BEGIN PROVIDED ENTRIES

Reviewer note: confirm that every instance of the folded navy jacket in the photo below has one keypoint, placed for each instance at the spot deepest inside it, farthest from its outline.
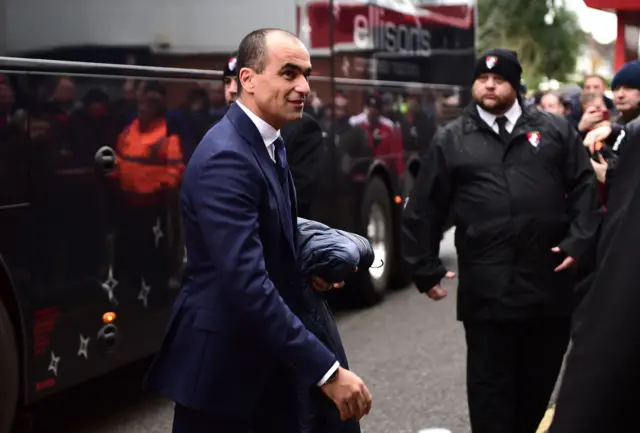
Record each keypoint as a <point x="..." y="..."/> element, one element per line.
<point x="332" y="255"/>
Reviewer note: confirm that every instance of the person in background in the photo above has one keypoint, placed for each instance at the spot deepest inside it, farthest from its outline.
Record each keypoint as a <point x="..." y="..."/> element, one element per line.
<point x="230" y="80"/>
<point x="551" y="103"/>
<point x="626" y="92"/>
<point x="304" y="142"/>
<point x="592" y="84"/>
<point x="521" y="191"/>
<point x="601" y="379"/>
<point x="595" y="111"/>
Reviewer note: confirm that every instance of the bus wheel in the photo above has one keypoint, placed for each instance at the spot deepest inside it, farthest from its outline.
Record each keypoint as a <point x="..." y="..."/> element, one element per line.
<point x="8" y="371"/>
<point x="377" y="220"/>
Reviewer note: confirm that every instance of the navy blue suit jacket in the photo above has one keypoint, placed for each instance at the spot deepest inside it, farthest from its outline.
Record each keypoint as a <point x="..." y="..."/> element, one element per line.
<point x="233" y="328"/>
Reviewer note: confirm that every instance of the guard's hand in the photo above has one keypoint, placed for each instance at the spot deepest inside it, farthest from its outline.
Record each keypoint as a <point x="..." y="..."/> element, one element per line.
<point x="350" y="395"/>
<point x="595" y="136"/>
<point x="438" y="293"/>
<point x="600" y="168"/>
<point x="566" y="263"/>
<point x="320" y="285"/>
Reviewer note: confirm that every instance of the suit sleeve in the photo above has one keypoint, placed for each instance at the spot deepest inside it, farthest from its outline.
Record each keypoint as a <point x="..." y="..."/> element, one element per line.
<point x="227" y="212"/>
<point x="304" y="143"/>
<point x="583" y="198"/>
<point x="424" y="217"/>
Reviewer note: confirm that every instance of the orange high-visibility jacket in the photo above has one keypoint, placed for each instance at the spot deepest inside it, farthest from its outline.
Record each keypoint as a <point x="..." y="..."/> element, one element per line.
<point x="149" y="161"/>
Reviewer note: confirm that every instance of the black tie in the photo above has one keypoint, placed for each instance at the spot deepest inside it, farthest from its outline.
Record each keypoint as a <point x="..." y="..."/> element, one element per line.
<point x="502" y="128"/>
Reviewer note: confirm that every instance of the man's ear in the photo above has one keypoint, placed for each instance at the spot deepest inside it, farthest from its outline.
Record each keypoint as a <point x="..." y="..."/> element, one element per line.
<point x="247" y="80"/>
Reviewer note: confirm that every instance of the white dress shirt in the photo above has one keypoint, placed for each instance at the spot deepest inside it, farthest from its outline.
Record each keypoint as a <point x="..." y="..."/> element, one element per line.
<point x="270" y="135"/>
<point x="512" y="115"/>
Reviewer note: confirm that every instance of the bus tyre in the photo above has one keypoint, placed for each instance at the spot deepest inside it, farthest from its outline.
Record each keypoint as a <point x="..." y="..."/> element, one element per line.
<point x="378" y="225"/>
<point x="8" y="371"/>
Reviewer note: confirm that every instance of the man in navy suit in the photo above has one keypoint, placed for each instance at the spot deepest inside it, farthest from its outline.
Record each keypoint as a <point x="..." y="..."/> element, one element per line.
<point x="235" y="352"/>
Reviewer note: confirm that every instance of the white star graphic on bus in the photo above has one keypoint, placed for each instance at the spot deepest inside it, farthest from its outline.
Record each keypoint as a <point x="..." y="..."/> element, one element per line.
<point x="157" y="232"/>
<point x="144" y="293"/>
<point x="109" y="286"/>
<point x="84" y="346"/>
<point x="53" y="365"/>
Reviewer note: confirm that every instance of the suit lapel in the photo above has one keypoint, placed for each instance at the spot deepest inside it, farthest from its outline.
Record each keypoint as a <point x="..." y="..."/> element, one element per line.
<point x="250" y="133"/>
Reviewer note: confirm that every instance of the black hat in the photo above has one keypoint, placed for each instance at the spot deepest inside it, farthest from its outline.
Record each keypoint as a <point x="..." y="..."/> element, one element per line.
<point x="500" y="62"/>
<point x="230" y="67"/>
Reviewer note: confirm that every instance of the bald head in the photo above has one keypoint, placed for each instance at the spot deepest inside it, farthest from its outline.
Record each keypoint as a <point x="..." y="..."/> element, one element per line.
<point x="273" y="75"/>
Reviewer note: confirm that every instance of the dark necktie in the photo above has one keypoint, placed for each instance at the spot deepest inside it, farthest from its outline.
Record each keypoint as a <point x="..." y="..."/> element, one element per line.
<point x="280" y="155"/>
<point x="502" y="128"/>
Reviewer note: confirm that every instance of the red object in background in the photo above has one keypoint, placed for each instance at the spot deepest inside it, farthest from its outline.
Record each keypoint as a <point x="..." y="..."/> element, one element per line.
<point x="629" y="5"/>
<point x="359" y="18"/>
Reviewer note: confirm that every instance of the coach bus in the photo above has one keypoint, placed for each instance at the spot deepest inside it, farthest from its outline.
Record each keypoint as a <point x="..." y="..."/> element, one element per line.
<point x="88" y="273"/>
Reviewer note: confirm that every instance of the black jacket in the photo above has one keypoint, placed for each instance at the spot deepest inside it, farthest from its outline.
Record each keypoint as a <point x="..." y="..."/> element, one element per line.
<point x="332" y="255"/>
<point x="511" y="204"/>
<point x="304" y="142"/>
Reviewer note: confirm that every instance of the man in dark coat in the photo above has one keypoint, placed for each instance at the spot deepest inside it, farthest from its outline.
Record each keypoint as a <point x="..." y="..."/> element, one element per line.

END PROVIDED ENTRIES

Convert all of the material above into a numbered list with one line per item, skipping blank lines and leaving out any pictures.

● **SOLUTION FOR THIS EXERCISE**
1. Reviewer note: confirm that every instance of the folded navy jacket in the photo below has one keypoint, placed for each instance at the spot deepest inside it, farthest from its outline.
2. Record each keypoint as a <point x="..." y="..."/> element, one element per line.
3. <point x="332" y="255"/>
4. Reviewer note: confirm that every instance of the person in background in the photo above has one keypoint, placed for each instance at the spot deepest inside it, farthest from its outline.
5. Record each keypoint as a <point x="..." y="..."/> element, one element per line.
6. <point x="230" y="80"/>
7. <point x="551" y="103"/>
8. <point x="626" y="92"/>
9. <point x="304" y="142"/>
10. <point x="592" y="84"/>
11. <point x="521" y="191"/>
12. <point x="601" y="379"/>
13. <point x="595" y="111"/>
14. Reviewer note: confirm that every instance of the bus wheel in the photo above has one keypoint, placed for each instance at the spot deepest inside it, farthest from its outline.
15. Record each keypoint as a <point x="..." y="..."/> element, one element per line.
16. <point x="8" y="371"/>
17. <point x="377" y="220"/>
18. Reviewer note: confirm that every instance of the navy blue suit jacket in the photo above has one keypoint, placed for each instance at the spot deepest inside it, farthest from its outline.
19. Record each keypoint as a <point x="..." y="..."/> element, one element per line.
20. <point x="233" y="328"/>
21. Reviewer note: confirm that every instance of the guard's hand in the photo above has one keypoint, placed for each instance at the spot deepest inside it, farthest from its outline.
22. Record each keypoint as a <point x="..." y="..."/> element, one element per line.
23. <point x="350" y="395"/>
24. <point x="595" y="136"/>
25. <point x="438" y="293"/>
26. <point x="600" y="168"/>
27. <point x="566" y="263"/>
28. <point x="320" y="285"/>
29. Reviewer note: confirm that every instance of the suit sleeve in the photo above has one keypoint, placed for each instance at the spot deepest inside it, farthest from its outline.
30. Record each keypoint as a <point x="..." y="..."/> element, one element per line.
31. <point x="227" y="212"/>
32. <point x="304" y="143"/>
33. <point x="583" y="198"/>
34. <point x="424" y="217"/>
35. Reviewer note: confirm that every instance of the orange high-visibility jacket in the photo above has one keypoint, placed for each instance at the spot deepest inside it, farthest from its outline.
36. Record each keypoint as a <point x="..." y="..."/> element, one element per line.
37. <point x="149" y="161"/>
38. Reviewer note: confirm that every instance of the black tie in the photo above has one keypoint, placed for each instance at the spot deepest inside it, farthest from its outline.
39. Record each keypoint as a <point x="..." y="..."/> element, one element per line.
40. <point x="502" y="128"/>
41. Reviewer note: confirm that every instance of the man's ear in the photo above has one keypoint, placed for each instance at the spot deepest inside it, farthest from its outline.
42. Record each keypoint as a <point x="..." y="..."/> element, one element per line.
43. <point x="247" y="80"/>
44. Reviewer note: confirm that every instance of the white dress shirt in the photo above has one keypoint, placed for each instance at the spot deepest inside it, farthest from its outline.
45. Record each keypoint as a <point x="..." y="..."/> element, one element per line.
46. <point x="270" y="135"/>
47. <point x="512" y="115"/>
48. Reviewer note: confirm that every instance of the bus tyre in the photo above has one keypoint, placed for each instance at the spot deepest inside it, farthest from its outline.
49. Record each keypoint as a <point x="..." y="..."/> element, one element per line.
50. <point x="378" y="225"/>
51. <point x="8" y="371"/>
52. Reviewer note: confirm that every instance of the man in navy suit in the photo above has one keypoint, placed for each instance at the spot deepest inside it, farthest from its outline.
53. Record each keypoint as a <point x="..." y="..."/> element, one element per line.
54. <point x="235" y="352"/>
55. Reviewer note: confirm that every instance of the white star graphic on bus in the photo above has one keypoint, placed for each instance at the spot deepest inside it, farthest from its outline.
56. Record each keypoint as a <point x="..." y="..."/> element, one element per line.
57. <point x="157" y="232"/>
58. <point x="144" y="293"/>
59. <point x="109" y="286"/>
60. <point x="84" y="346"/>
61. <point x="53" y="365"/>
62. Reviewer note: confirm that every instance of the suit lapel in the photo above has one keypoint, placed for each instance at the spot deepest inside it, farthest from its outline.
63. Record each keypoint as a <point x="..." y="..."/> element, one element per line.
64. <point x="250" y="133"/>
65. Reviewer note: confirm that every instance of the black hat in the photo above has one keypoint, placed for each instance at the spot deepest inside it, farthest from its outline.
66. Record each keypoint as a <point x="..." y="..."/> element, one element per line.
67. <point x="500" y="62"/>
68. <point x="230" y="67"/>
69. Reviewer note: confirm that every instance of the bald head in the photo above has one keypoint, placed for each instance at the spot deepest inside it, farthest from its outline.
70. Record each keypoint as a <point x="..." y="..."/> element, one element per line.
71. <point x="273" y="75"/>
72. Reviewer note: confirm that every instance of the dark necktie in the photo above has one keypoint, placed for each instance at the spot deepest inside it, farthest from its outline.
73. Record each keypoint as a <point x="..." y="..."/> element, one element per line.
74. <point x="280" y="155"/>
75. <point x="502" y="128"/>
76. Reviewer note: confirm that every instance of the red object in background in the photo above has one keypoint, placed for each instance at the spot deepest inside it, farthest from its outline.
77. Record each keypoint as a <point x="..." y="..."/> element, one element per line.
78. <point x="629" y="5"/>
79. <point x="359" y="18"/>
80. Reviewer note: confirm that every instance of the coach bus in the photo above has one keypoint, placed for each instance at the spot deepest inside it, farthest from its outline.
81. Record each keypoint as a <point x="..." y="..."/> element, one element per line.
82. <point x="88" y="273"/>
83. Reviewer note: confirm that every instance of the black jacket in the photo above has one keypoint, placed for each instance at the spot deepest inside it, farthest from its outline.
84. Record each keypoint as a <point x="..." y="..."/> element, one element per line.
85. <point x="332" y="255"/>
86. <point x="511" y="204"/>
87. <point x="304" y="142"/>
88. Reviewer note: confirm that every instance of the man in dark coat in the photo above has one keypoint, placed for each instance at the spot deepest inside it, farthest from its outline.
89. Record each keypoint as a <point x="..." y="..."/> element, one element per line.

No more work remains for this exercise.